OBJECTIVE - Edit the lines of the listing from the one holding "For every instance of the turquoise" through the end, inclusive, replacing "outline" with "boundary" and keeping everything else the same.

[Position identification listing]
»»

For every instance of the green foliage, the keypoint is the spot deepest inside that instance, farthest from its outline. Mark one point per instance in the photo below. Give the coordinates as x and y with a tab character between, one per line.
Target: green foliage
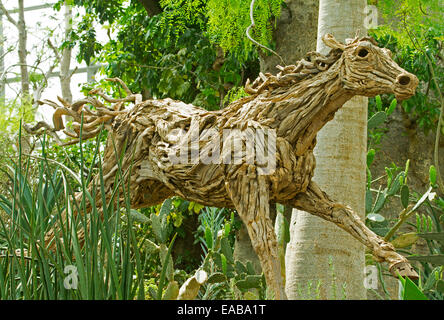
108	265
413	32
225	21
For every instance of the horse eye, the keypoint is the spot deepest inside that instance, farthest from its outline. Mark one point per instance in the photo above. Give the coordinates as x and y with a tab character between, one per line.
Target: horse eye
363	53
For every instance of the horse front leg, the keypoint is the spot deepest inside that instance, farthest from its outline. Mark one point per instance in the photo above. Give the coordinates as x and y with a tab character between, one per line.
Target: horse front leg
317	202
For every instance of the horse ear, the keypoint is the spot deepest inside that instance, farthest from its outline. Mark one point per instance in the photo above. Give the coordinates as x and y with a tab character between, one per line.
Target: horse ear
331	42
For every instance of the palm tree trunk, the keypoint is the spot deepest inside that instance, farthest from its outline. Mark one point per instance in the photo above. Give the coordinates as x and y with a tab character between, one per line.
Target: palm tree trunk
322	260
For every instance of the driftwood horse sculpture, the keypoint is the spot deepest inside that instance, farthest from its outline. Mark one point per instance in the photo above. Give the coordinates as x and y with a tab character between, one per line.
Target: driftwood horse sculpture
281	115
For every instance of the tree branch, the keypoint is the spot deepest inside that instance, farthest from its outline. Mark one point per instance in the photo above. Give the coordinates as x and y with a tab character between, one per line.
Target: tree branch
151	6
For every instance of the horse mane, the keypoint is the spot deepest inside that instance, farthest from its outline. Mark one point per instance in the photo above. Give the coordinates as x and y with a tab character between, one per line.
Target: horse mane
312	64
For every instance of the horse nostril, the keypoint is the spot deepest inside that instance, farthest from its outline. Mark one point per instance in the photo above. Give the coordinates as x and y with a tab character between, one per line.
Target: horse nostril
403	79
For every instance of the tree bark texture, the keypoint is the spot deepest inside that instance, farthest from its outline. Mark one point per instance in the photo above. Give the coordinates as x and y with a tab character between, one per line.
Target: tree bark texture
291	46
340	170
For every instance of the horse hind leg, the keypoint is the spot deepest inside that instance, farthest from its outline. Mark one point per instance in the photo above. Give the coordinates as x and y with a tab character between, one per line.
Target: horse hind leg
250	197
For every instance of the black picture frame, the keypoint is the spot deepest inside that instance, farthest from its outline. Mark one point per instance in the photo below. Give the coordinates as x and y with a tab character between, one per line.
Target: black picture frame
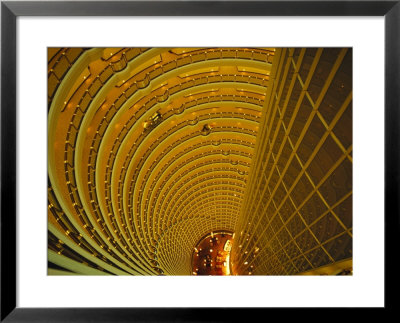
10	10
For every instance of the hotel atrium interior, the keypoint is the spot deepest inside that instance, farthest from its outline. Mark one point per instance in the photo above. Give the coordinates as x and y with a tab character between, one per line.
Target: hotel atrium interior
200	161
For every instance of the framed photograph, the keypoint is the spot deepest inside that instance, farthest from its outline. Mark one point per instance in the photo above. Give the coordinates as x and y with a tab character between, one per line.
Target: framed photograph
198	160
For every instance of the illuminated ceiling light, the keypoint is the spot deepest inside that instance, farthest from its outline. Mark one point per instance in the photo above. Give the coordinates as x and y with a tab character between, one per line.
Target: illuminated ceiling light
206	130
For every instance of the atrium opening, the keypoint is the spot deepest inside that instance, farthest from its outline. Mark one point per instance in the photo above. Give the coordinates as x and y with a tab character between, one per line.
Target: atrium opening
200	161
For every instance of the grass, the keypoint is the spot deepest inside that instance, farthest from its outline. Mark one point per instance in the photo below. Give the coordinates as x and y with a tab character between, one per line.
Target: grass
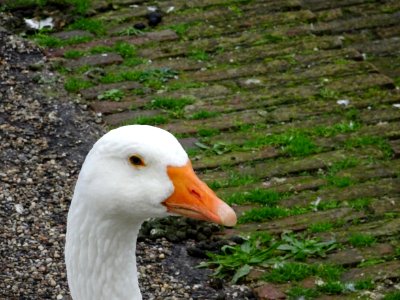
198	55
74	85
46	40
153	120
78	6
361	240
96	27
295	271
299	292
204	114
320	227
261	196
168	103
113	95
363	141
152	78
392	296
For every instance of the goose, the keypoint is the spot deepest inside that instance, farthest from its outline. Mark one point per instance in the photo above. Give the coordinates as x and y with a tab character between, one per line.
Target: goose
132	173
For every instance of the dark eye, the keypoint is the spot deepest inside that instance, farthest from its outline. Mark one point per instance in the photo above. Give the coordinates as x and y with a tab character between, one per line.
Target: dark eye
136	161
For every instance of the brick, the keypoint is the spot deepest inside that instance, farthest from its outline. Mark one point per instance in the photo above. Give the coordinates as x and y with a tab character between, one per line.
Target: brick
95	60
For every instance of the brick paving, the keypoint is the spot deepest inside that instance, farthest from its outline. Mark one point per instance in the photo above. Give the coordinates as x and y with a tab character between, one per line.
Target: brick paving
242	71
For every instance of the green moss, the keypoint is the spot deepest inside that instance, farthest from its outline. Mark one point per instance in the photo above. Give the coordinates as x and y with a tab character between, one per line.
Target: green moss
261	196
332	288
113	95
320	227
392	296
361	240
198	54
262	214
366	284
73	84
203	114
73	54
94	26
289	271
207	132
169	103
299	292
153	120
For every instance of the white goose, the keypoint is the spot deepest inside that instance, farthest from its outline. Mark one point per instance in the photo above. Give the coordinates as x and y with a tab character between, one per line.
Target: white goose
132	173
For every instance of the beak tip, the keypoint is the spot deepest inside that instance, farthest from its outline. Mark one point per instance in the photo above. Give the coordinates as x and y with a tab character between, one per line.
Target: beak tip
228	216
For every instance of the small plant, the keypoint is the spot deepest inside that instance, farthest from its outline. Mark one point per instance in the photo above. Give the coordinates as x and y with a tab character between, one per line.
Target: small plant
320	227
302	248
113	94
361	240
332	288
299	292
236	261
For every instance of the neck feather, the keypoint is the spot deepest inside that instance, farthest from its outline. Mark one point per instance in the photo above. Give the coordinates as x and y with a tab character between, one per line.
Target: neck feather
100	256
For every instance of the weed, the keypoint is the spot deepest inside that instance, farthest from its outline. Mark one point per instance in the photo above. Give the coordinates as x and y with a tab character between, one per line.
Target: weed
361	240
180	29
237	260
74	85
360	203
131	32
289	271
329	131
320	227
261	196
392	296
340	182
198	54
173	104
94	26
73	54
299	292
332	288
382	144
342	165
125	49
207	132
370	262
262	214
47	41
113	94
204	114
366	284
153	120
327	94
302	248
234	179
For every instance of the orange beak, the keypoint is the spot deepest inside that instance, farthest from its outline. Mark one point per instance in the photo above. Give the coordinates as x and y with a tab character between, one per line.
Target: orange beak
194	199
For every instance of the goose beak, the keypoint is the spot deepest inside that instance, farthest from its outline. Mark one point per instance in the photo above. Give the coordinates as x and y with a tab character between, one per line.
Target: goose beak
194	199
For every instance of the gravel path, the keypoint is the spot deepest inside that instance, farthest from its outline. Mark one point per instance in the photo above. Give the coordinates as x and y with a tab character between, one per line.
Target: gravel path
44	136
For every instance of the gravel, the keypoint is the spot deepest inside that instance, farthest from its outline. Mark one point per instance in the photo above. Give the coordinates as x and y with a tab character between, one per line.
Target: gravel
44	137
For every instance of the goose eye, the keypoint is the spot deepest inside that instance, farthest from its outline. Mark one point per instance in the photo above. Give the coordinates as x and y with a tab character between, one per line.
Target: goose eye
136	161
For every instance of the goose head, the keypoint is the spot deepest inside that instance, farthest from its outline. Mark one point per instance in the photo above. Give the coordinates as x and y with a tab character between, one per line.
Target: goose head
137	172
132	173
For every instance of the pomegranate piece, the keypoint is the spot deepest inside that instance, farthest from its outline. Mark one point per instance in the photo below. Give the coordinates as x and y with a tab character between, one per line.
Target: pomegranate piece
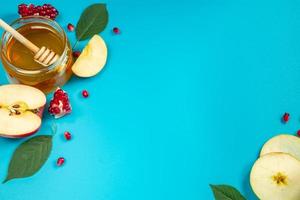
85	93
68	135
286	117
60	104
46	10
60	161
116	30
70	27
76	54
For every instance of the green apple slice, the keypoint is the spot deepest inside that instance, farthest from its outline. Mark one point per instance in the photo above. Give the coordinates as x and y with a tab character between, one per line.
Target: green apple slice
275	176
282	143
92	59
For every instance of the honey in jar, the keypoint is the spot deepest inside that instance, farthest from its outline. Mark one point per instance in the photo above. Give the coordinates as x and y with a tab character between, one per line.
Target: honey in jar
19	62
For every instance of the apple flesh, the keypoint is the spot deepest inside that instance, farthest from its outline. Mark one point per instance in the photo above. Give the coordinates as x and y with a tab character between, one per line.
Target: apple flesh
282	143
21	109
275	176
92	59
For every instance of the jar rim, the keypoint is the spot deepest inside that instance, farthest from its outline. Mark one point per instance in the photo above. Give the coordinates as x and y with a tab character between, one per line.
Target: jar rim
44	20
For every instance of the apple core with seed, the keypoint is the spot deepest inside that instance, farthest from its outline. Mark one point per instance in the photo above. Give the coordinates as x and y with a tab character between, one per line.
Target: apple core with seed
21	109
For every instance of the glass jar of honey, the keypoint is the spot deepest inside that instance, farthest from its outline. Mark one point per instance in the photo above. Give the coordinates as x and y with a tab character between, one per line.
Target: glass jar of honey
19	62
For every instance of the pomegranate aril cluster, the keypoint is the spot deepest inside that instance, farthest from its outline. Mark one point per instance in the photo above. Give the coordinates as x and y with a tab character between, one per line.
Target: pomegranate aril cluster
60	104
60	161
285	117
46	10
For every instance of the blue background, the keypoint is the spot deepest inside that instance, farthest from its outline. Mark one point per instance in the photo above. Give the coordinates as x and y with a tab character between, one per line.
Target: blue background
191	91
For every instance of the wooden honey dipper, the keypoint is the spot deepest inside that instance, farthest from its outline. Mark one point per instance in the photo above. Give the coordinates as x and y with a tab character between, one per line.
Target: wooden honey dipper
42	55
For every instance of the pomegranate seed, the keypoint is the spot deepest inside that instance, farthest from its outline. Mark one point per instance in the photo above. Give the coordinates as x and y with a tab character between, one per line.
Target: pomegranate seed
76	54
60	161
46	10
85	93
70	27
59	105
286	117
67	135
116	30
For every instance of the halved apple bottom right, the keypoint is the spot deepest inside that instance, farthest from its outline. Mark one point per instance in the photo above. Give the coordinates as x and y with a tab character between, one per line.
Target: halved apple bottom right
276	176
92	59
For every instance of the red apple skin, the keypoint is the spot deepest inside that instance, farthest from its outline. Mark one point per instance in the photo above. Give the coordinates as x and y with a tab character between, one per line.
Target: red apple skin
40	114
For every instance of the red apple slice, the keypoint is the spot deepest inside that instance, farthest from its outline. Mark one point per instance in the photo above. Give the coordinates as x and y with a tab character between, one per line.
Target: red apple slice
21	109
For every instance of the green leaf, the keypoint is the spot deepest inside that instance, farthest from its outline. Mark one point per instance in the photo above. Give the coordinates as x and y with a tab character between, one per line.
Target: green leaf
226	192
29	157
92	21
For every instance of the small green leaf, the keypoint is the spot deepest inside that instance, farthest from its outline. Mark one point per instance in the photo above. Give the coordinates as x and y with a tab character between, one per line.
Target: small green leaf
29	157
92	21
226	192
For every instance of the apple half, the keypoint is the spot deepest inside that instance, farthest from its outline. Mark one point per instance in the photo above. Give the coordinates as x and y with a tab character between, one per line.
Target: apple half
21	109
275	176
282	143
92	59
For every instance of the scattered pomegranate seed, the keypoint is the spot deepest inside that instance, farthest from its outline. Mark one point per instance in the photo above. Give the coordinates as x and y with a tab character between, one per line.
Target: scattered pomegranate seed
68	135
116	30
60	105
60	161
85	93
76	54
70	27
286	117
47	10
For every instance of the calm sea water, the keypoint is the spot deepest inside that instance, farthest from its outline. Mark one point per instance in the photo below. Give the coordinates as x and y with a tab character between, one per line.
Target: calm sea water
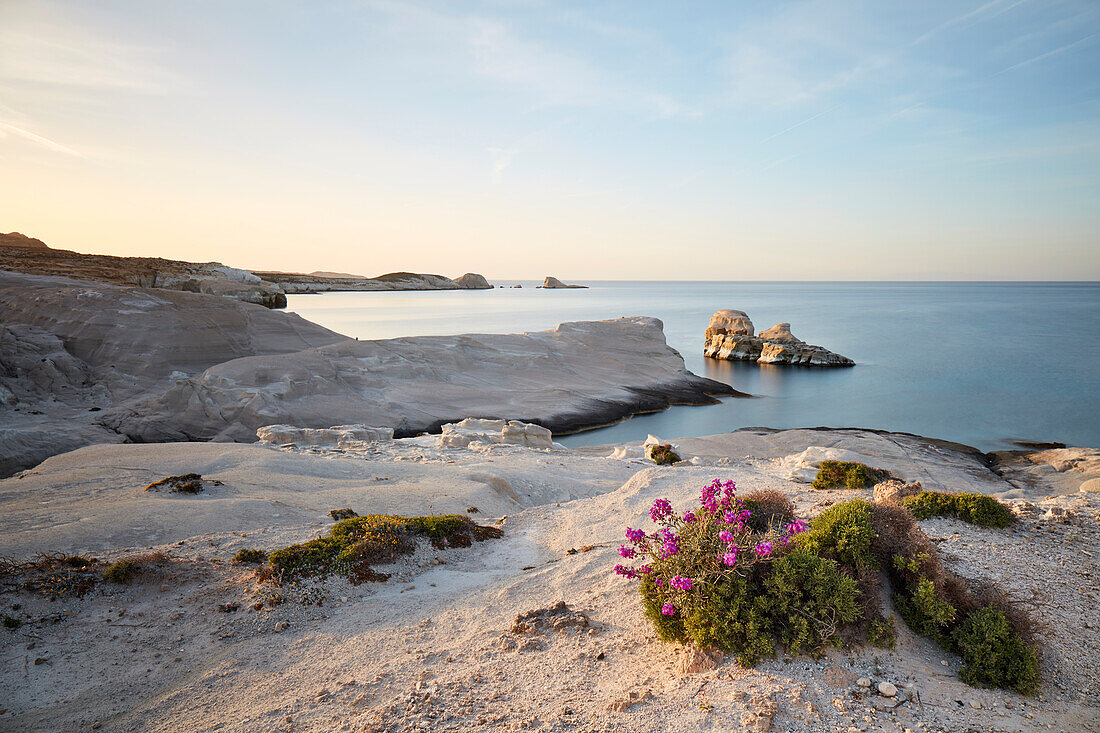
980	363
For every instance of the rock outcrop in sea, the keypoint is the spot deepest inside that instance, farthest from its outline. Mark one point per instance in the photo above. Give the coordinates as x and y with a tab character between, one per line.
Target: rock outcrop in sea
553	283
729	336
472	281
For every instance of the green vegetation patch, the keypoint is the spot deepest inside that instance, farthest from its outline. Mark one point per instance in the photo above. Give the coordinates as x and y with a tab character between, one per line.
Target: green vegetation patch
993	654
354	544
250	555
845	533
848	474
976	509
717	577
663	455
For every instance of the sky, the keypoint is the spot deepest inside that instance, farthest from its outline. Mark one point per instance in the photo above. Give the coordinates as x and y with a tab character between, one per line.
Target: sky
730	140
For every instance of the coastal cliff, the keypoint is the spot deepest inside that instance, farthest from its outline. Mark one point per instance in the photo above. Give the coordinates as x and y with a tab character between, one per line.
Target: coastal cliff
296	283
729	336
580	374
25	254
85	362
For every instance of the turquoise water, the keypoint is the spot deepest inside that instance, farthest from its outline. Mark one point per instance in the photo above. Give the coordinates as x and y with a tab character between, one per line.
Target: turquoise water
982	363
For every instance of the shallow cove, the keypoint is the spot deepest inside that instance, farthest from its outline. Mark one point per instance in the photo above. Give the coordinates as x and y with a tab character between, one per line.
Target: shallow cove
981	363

««

WORKED SOLUTION -
For every instance of the turquoise water, the keypoint is the spot deepest inside that instance, farthest from its boundary. Mark one point per instance in the photo above. Give the coordinates as x and y with a tab character between, one per line.
Target: turquoise water
982	363
For every instance of the shallow cove, the keypoint is the spot deepest inside that instance, farthest from its boundary. Mark one point per instance in the photo above. Give the coordinates as x and y with a tab character between, one per line.
Target: shallow cove
981	363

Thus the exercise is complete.